**WRITTEN REQUEST**
Rewrite every line of the listing below as a numbered list, skipping any blank lines. Leave the pictures out of your answer.

Items from a dataset:
- - - - - - -

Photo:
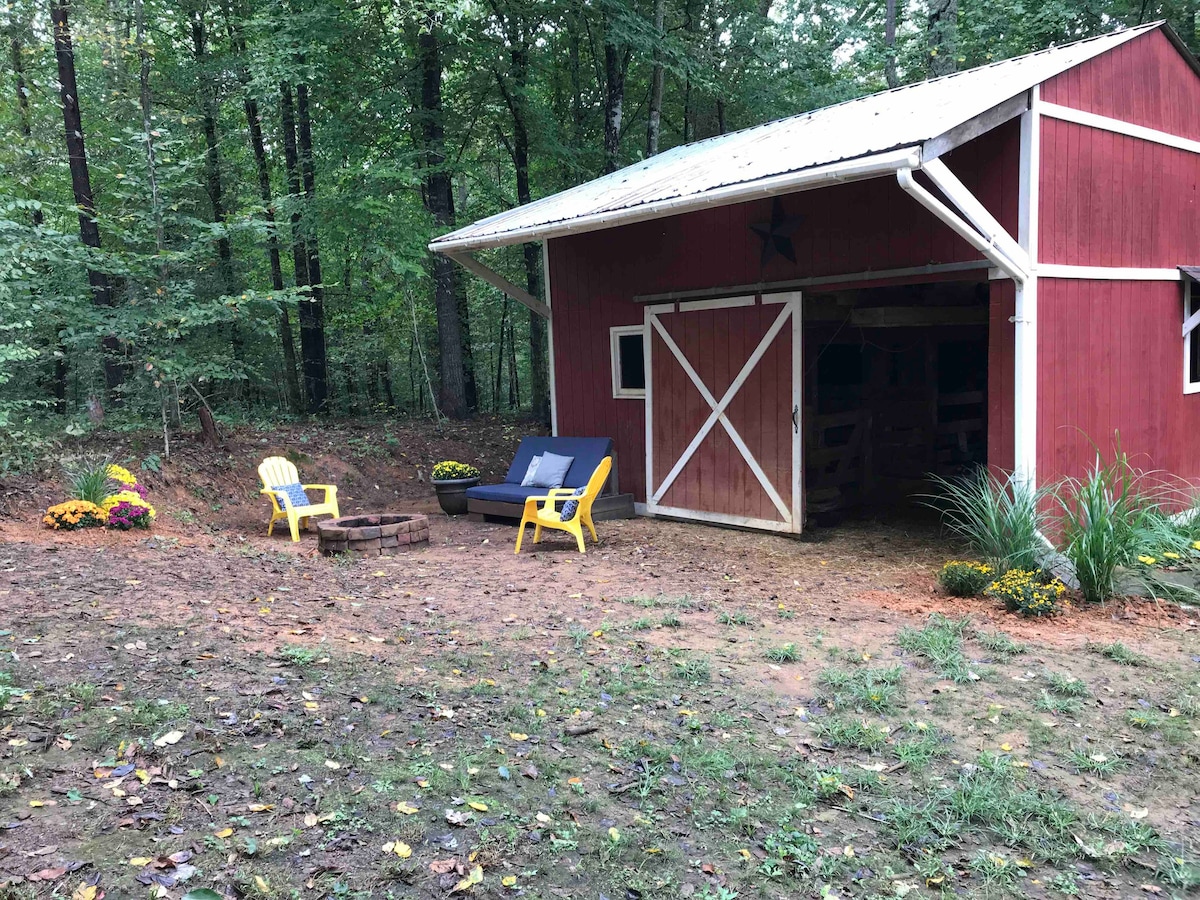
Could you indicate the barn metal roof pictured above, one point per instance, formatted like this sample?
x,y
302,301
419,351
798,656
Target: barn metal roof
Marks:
x,y
729,168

- - - - - - -

**RESPONSE TO THE TASK**
1. Photo:
2. Could you indicate the barn metal roof pictured above, one point per instance, formatted like this sample?
3. x,y
4. 302,301
5. 419,351
6. 798,656
7. Target: barn metal roof
8. Marks:
9. x,y
10. 729,168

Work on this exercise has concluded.